◆ 本文 ◆
されば私のてくてく歩きは東京という新しい都会の壮観を称美してその審美的価値を論じようというのでもなく、さればとて熱心に江戸なる旧都の古蹟を探《さぐ》りこれが保存を主張しようという訳でもない。如何《いかん》となれば現代人の古美術保存という奴がそもそも古美術の風趣を害する原因で、古社寺の周囲に鉄の鎖を張りペンキ塗《ぬり》の立札《たてふだ》に例の何々スベカラズをやる位ならまだしも結構。古社寺保存を名とする修繕の請負工事などと来ては、これ全く破壊の暴挙に類する事は改めてここに実例を挙げるまでもない。それ故私は唯目的なくぶらぶら歩いて好勝手《すきかって》なことを書いていればよいのだ。家《うち》にいて女房《にょうぼ》のヒステリイ面《づら》に浮世をはかなみ、あるいは新聞雑誌の訪問記者に襲われて折角掃除した火鉢《ひばち》を敷島《しきしま》の吸殻だらけにされるより、暇があったら歩くにしくはない。歩け歩けと思って、私はてくてくぶらぶらのそのそといろいろに歩き廻るのである。

◆ 設問 ◆
a. 散歩についての随筆の内容に照らし、次の(i)〜(iii)がそれぞれ合致するかどうかを「はい」か「いいえ」で答え、判断の根拠となる本文の語句をそのまま引用してください。(i) 書き手は、東京という新しい都会の壮観を称美し、その審美的価値を論じるために歩いている。(ii) 書き手は、古社寺保存を名目とする修繕の請負工事を破壊の暴挙に類するものとみなしている。(iii) 書き手は、暇があれば家にいるより歩くほうがよいと述べている。
b. 散歩についての随筆を、最後の文に続けて書き継いでください。
この一覧は本文とは別の出典から採られたものです。

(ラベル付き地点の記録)
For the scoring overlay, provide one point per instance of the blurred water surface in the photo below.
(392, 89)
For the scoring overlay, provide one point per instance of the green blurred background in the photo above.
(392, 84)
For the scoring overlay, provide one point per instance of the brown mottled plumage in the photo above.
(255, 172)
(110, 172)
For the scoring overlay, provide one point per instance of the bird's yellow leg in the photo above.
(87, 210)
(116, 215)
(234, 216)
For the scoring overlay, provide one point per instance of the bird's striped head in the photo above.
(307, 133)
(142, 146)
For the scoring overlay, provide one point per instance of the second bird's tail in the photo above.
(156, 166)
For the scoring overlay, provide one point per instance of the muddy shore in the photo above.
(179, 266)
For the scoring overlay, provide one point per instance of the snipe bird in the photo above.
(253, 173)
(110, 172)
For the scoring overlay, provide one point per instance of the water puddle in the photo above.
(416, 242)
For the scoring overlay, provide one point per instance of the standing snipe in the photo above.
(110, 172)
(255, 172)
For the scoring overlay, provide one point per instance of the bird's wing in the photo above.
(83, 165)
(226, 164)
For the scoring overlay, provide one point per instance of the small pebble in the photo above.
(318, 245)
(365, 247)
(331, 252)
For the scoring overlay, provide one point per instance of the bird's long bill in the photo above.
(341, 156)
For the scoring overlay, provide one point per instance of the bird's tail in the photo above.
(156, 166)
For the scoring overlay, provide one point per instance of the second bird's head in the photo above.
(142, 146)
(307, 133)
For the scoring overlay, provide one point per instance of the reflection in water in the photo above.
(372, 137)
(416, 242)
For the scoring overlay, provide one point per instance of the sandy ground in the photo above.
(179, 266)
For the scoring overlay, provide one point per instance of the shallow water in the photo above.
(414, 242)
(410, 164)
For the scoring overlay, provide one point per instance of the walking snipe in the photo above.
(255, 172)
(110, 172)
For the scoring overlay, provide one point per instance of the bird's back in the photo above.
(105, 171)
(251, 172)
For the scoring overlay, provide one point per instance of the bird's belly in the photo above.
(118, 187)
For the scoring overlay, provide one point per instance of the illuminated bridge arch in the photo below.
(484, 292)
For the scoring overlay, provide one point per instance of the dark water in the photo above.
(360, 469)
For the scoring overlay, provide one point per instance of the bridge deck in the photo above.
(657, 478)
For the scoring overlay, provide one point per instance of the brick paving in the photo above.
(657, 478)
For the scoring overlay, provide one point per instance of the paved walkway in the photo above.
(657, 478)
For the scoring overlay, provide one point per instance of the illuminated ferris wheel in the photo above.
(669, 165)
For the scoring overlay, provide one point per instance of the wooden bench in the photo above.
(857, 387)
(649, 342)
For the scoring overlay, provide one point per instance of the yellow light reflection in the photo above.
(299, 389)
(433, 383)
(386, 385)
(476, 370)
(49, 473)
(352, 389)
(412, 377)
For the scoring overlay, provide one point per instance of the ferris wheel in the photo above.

◆ 設問別の解答 ◆
a.
(i) いいえ。「東京という新しい都会の壮観を称美してその審美的価値を論じようというのでもなく」
(ii) はい。「これ全く破壊の暴挙に類する」
(iii) はい。「暇があったら歩くにしくはない」

b.
元来がかくの如く目的のない私の散歩にもし幾分でも目的らしい事があるとすれば、それは何という事なく蝙蝠傘《こうもりがさ》に日和下駄《ひよりげた》を曳摺《ひきず》って行く中《うち》、電車通の裏手なぞにたまたま残っている市区改正以前の旧道に出たり、あるいは寺の多い山の手の横町《よこちょう》の木立《こだち》を仰ぎ、溝《どぶ》や堀割の上にかけてある名も知れぬ小橋を見る時なぞ、何となくそのさびれ果てた周囲の光景が私の感情に調和して少時《しばし》我にもあらず立去りがたいような心持をさせる。そういう無用な感慨に打たれるのが何より嬉しいからである。
同じ荒廃した光景でも名高い宮殿や城郭《じょうかく》ならば三体詩《さんたいし》なぞで人も知っているように、「太掖勾陳処処[#(ニ)]疑[#(フ)]。薄暮[#(ノ)]毀垣春雨[#(ノ)]裏。〔太掖《たいえき》か勾陳《こうちん》か処処《しょしょ》に疑《うたが》う。薄暮《はくぼ》の毀垣《きえん》 春雨《しゅんう》の裏《うち》。〕」あるいはまた、「煬帝[#(ノ)]春游古城在。壊宮芳草満[#(ツ)][#二]人家[#(ニ)][#一]。〔煬帝《ようだい》の春游《しゅんゆう》せる古城《こじょう》在《あ》り。壊宮《かいきゅう》の芳草《ほうそう》 人家《じんか》に満《み》つ。〕」などと詩にも歌にもして伝えることができよう。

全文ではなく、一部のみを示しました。